* _What to produce_: Count every line in the entries that holds the word "outline". The reply is that count alone.

[Collected data]
>>>>
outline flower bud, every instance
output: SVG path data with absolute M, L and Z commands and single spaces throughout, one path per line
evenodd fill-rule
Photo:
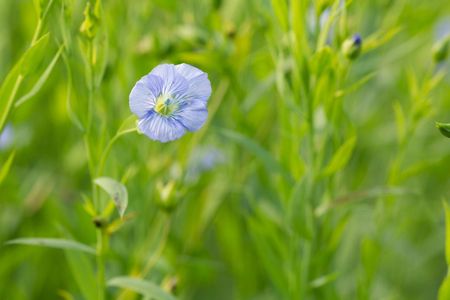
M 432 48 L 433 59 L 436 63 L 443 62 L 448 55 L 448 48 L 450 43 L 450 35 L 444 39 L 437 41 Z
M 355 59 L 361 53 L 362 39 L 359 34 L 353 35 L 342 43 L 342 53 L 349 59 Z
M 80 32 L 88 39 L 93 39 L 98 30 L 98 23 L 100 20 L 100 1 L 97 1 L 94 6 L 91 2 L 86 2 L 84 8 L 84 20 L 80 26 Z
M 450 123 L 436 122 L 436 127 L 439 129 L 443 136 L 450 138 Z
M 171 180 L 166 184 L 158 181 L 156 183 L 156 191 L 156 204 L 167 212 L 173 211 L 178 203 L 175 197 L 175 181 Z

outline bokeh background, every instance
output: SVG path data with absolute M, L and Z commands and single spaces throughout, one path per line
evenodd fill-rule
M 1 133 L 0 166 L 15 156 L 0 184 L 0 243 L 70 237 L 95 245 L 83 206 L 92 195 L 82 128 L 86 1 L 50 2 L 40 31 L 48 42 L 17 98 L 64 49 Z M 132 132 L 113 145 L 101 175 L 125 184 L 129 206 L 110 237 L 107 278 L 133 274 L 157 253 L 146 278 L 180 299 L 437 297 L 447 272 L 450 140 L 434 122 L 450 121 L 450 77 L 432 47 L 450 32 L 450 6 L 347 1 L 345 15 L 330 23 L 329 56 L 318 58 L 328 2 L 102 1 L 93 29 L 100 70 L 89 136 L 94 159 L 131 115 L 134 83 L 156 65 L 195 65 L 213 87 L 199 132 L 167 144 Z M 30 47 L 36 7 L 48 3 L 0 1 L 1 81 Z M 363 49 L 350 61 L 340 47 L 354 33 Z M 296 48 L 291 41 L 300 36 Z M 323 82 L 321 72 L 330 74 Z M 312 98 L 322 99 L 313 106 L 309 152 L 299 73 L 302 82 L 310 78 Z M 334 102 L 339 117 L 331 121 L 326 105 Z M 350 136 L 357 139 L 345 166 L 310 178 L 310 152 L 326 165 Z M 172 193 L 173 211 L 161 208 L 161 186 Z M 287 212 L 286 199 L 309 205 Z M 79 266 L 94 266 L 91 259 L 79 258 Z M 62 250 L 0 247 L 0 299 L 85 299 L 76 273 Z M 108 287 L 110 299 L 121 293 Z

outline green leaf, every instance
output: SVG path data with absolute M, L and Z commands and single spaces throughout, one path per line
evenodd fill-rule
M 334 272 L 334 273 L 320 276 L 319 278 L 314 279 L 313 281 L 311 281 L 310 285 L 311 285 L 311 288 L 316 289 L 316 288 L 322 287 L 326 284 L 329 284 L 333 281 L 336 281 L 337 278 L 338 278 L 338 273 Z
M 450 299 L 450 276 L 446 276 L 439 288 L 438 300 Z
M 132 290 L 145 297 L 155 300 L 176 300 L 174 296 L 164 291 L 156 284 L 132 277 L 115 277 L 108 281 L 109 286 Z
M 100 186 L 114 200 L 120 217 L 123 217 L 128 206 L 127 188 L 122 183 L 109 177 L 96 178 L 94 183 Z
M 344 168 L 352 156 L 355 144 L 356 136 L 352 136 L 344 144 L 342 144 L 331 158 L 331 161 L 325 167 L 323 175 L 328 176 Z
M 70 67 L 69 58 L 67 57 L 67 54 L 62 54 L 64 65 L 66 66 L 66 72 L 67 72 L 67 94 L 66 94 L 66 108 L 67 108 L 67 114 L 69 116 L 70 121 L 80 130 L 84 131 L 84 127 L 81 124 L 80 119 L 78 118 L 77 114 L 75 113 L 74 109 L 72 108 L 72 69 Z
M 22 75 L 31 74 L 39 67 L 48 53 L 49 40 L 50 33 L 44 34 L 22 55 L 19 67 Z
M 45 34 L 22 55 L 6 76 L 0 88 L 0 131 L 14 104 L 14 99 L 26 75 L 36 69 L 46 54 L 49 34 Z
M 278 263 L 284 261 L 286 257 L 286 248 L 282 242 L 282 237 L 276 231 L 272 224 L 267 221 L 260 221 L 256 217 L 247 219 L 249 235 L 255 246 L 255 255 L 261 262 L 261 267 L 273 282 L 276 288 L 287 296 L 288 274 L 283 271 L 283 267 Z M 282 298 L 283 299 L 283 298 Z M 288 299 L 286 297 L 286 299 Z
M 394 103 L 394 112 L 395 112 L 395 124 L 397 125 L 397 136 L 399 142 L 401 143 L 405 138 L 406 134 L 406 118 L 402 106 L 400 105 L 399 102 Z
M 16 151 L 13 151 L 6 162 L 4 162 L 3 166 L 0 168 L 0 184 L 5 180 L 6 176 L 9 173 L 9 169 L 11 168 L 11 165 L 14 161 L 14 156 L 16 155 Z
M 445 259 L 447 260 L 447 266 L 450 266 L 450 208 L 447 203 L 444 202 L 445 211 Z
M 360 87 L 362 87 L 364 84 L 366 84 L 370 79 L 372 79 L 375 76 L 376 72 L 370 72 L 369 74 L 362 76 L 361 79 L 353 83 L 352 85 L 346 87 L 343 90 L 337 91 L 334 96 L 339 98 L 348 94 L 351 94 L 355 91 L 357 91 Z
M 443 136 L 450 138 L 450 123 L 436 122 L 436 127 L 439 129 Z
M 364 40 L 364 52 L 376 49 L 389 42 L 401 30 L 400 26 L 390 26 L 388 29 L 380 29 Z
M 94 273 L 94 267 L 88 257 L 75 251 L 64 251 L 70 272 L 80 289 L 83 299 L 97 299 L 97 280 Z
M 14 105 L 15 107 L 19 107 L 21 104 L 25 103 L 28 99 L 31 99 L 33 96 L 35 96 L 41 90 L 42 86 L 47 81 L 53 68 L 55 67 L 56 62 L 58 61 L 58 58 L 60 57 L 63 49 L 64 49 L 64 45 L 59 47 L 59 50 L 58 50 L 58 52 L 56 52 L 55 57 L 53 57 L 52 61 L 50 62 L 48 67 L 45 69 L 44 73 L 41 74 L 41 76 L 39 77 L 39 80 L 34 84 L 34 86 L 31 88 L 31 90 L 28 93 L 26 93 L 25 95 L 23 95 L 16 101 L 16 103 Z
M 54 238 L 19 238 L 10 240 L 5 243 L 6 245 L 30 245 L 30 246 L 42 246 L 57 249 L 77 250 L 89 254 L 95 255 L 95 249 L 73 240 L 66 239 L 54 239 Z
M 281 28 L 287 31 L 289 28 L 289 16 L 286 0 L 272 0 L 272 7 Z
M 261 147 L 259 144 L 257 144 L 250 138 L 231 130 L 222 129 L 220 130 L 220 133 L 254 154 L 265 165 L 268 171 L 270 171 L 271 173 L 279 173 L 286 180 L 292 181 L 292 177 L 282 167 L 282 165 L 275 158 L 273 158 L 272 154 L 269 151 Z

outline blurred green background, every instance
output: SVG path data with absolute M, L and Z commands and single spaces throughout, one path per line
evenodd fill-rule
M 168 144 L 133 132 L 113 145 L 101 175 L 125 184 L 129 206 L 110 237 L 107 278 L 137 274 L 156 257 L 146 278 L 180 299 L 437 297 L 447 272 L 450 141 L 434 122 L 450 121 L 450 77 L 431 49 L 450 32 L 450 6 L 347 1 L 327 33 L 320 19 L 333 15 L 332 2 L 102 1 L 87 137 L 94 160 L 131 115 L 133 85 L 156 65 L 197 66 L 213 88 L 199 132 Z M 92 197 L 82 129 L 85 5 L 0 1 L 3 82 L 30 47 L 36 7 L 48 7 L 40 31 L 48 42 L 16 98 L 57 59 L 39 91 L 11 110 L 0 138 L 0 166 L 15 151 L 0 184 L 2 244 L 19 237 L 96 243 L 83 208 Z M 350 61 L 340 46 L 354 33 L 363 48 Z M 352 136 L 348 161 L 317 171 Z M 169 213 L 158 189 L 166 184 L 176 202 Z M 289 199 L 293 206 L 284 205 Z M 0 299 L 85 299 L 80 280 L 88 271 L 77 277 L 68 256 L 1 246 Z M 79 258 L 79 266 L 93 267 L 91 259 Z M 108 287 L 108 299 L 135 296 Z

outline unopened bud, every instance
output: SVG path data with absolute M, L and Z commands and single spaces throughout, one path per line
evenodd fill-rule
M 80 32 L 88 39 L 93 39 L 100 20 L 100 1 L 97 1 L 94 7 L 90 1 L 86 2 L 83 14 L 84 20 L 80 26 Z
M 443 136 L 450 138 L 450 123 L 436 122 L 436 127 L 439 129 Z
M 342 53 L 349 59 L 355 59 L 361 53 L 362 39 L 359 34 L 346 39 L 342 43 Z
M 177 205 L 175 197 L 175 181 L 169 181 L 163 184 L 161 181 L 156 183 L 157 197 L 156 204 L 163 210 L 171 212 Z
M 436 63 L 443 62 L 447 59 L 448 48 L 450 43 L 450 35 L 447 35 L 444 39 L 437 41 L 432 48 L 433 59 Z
<<<<
* _Your response_: 5